* AIM OF THE TASK: Reproduce the lines below verbatim, from the first one through the line that contains "[[807, 176]]", both included. Omit the pictures.

* Raw records:
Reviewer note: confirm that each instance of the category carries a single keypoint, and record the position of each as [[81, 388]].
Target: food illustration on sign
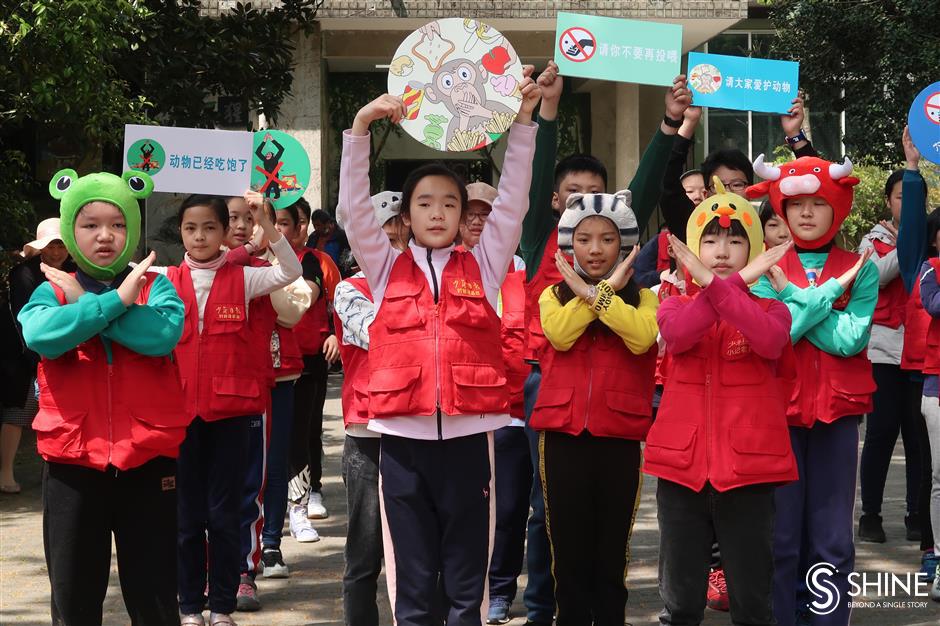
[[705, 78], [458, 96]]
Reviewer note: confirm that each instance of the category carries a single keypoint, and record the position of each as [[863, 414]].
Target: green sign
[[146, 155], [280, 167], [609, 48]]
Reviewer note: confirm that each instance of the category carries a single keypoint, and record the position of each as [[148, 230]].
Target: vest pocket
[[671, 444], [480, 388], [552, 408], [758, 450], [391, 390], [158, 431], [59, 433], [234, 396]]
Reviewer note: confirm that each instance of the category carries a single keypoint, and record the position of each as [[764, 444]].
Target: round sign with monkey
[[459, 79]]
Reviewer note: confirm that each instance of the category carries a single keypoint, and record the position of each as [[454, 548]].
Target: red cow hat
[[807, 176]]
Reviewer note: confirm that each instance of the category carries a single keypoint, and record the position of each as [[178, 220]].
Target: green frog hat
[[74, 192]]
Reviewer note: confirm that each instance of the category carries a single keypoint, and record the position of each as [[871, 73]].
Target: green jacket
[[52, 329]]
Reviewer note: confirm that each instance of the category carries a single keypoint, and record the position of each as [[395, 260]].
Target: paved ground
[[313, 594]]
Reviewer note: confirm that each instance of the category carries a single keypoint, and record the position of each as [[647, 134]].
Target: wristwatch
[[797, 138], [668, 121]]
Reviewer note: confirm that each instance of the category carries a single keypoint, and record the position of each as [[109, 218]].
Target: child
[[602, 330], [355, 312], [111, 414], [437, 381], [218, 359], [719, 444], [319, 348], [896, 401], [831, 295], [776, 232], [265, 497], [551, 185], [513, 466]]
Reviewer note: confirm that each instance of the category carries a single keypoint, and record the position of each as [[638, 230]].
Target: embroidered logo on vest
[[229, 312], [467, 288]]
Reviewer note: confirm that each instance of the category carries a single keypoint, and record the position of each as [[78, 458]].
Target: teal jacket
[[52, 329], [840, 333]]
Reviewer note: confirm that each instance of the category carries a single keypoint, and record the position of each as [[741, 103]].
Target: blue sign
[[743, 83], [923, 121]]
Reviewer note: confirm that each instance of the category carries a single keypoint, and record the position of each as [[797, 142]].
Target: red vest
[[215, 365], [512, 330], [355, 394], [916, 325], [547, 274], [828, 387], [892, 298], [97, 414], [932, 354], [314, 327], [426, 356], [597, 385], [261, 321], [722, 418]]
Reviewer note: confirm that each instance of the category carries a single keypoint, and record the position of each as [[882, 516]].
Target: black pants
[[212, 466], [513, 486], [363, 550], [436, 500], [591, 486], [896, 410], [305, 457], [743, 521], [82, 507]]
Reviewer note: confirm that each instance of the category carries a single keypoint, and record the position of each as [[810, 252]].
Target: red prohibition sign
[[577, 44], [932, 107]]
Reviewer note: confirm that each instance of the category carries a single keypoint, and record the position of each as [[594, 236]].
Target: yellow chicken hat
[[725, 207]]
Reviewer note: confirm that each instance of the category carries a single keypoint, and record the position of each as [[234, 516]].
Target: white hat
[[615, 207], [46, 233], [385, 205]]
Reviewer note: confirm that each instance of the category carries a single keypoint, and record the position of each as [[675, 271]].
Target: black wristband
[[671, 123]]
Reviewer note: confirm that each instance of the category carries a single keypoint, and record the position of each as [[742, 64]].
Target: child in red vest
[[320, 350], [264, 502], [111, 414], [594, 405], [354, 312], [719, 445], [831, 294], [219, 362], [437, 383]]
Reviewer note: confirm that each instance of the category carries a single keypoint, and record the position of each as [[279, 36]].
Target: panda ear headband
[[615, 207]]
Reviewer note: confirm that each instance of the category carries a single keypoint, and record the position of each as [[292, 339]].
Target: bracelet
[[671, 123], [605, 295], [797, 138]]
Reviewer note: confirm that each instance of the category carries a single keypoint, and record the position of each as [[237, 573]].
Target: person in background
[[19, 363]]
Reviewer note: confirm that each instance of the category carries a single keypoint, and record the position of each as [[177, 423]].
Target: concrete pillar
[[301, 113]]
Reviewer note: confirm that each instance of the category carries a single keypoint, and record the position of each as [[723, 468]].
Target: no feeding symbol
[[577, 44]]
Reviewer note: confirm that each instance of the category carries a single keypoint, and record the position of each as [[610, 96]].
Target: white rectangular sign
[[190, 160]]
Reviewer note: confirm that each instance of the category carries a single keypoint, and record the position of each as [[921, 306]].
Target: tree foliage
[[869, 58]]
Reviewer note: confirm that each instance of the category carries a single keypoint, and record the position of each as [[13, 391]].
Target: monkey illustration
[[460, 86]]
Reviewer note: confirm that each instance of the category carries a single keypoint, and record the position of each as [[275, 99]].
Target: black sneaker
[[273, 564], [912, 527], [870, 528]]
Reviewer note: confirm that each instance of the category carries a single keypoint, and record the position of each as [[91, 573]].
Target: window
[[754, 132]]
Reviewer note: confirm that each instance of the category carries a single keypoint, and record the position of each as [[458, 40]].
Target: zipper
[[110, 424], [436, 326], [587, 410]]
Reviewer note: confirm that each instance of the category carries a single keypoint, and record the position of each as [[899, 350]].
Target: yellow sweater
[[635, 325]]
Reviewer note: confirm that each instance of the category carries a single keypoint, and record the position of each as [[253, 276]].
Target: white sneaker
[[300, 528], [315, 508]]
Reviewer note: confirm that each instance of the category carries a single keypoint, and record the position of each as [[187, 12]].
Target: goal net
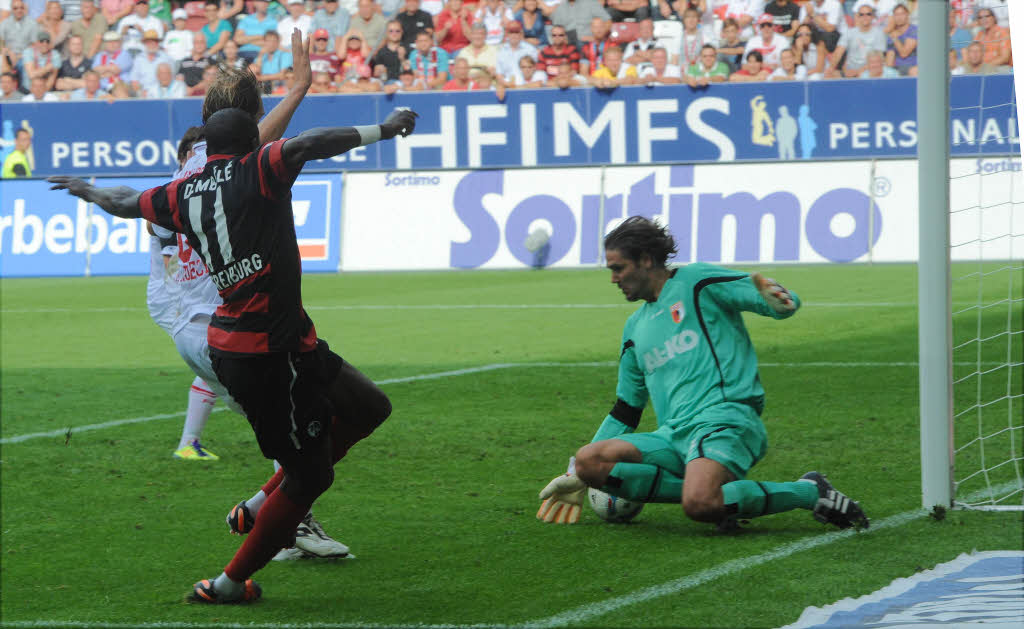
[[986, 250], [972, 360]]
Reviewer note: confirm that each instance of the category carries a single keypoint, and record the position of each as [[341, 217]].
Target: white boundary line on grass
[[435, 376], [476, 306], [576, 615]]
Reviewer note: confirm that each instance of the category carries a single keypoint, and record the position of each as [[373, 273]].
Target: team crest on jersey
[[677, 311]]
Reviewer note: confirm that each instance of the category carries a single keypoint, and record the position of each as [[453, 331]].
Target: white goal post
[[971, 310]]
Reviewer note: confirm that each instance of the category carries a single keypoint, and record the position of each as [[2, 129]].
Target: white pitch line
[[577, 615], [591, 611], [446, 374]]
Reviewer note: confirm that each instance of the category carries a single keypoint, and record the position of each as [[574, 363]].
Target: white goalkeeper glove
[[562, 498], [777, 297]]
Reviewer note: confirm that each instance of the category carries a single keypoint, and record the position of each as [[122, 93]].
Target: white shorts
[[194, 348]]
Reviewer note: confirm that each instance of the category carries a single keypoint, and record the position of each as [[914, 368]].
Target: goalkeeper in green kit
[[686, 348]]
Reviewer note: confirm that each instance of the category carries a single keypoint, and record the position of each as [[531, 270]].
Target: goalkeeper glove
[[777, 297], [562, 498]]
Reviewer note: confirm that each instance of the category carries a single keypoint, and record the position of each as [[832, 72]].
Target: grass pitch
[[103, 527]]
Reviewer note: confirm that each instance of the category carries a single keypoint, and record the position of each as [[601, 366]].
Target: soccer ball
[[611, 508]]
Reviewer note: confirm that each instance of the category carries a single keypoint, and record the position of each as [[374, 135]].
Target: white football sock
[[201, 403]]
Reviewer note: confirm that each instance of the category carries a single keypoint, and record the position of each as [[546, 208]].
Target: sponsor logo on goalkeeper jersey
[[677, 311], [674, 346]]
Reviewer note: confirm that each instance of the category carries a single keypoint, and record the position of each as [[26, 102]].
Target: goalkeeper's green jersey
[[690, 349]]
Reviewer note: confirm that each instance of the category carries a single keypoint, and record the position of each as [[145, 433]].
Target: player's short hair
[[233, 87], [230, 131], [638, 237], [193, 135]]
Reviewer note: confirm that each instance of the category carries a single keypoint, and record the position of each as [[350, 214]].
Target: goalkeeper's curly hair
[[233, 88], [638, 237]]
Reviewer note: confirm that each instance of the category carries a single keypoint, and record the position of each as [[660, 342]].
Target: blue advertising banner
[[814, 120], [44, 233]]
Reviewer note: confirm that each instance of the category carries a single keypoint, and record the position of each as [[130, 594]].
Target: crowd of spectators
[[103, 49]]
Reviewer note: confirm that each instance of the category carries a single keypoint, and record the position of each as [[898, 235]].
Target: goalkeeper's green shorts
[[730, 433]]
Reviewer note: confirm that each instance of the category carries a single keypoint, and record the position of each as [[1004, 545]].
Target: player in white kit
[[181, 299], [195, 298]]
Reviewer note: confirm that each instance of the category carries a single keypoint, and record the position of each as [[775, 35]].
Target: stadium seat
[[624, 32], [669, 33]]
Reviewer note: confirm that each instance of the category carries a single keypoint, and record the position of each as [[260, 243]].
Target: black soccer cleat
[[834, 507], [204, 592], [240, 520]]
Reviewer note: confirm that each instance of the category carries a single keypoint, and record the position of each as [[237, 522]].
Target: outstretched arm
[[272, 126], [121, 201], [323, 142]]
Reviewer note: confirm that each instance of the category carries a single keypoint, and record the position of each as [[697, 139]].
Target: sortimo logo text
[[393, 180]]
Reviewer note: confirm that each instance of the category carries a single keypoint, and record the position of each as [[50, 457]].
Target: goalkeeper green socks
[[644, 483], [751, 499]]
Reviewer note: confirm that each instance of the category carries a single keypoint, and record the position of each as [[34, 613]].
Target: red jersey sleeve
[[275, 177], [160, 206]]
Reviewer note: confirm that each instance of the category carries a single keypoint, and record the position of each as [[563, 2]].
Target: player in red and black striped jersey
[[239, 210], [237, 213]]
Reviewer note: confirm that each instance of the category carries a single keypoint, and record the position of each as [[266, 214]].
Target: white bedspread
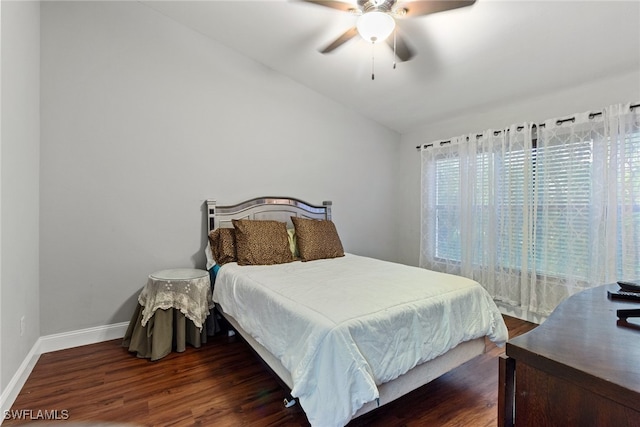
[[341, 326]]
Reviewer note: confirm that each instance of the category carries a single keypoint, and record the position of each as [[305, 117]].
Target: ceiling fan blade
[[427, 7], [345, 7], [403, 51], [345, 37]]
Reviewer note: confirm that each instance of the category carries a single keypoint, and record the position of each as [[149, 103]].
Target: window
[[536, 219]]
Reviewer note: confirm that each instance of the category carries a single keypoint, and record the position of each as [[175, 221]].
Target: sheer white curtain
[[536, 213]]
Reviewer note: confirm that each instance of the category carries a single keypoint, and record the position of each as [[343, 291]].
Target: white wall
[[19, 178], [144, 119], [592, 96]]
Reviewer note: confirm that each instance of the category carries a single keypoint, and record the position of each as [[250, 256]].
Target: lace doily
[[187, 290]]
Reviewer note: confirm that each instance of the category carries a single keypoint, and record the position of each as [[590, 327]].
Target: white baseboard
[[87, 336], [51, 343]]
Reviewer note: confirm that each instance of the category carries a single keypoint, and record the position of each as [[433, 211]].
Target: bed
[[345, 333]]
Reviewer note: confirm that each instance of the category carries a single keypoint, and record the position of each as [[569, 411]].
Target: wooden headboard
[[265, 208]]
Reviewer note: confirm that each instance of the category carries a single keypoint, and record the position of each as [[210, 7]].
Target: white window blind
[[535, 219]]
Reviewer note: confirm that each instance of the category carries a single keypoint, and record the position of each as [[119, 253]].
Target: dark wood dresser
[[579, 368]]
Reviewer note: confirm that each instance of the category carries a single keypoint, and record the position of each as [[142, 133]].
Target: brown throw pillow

* SOLUTION TO THIS PROBLEM:
Reviewer note: confirm that each instance of the category carries a single keypoint, and record the position of each as [[81, 388]].
Target: food illustration on sign
[[705, 78], [458, 96]]
Reviewer note: confirm that each instance of the category carries a single keypoint, and record the position of each as [[863, 414]].
Target: green sign
[[146, 155], [280, 167], [609, 48]]
Reviewer note: confirm that each instance of the category carries a single keypoint, and record the position of each as [[148, 230]].
Target: vest pocket
[[671, 444], [480, 388], [552, 408], [758, 450], [391, 390], [158, 431], [59, 433], [234, 396]]
Reviewer note: confirm that each instance of the category carries a single keypoint, and record the position of each as [[764, 444]].
Target: round sign with monkey
[[459, 79]]
Reviewer note: confirm that each instance of the category carries a single keypoint, and record the position of each as [[454, 548]].
Target: red cow hat
[[807, 176]]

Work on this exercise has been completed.